- [STATED PROBLEM]
Print the material below word for word, every line of it, but leave the pictures out.
* Begin RECORDED DATA *
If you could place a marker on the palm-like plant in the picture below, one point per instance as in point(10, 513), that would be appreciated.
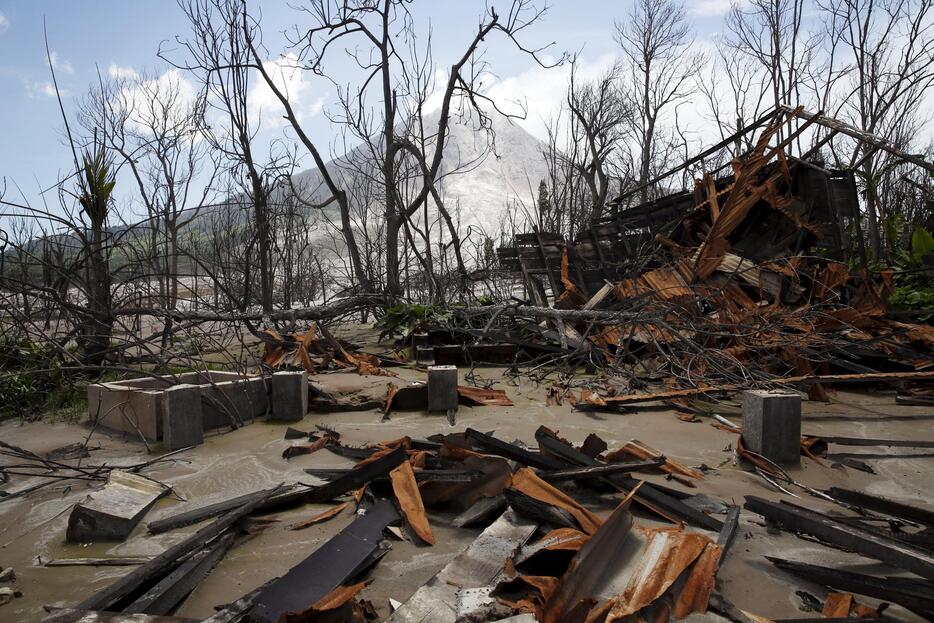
point(96, 188)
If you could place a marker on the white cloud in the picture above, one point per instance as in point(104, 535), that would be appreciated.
point(541, 92)
point(262, 103)
point(146, 99)
point(43, 89)
point(63, 66)
point(709, 8)
point(120, 72)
* End RECORDED DATA *
- [EXERCISE RESPONSE]
If you could place a marker on the palm-like plant in the picture below, one point per instance as in point(10, 513), that would be appreciated.
point(96, 188)
If you could place a marker on the white cloud in the picture above, one point per instance as in point(104, 535), that would be appreciated.
point(541, 92)
point(262, 103)
point(146, 99)
point(43, 89)
point(63, 66)
point(709, 8)
point(120, 72)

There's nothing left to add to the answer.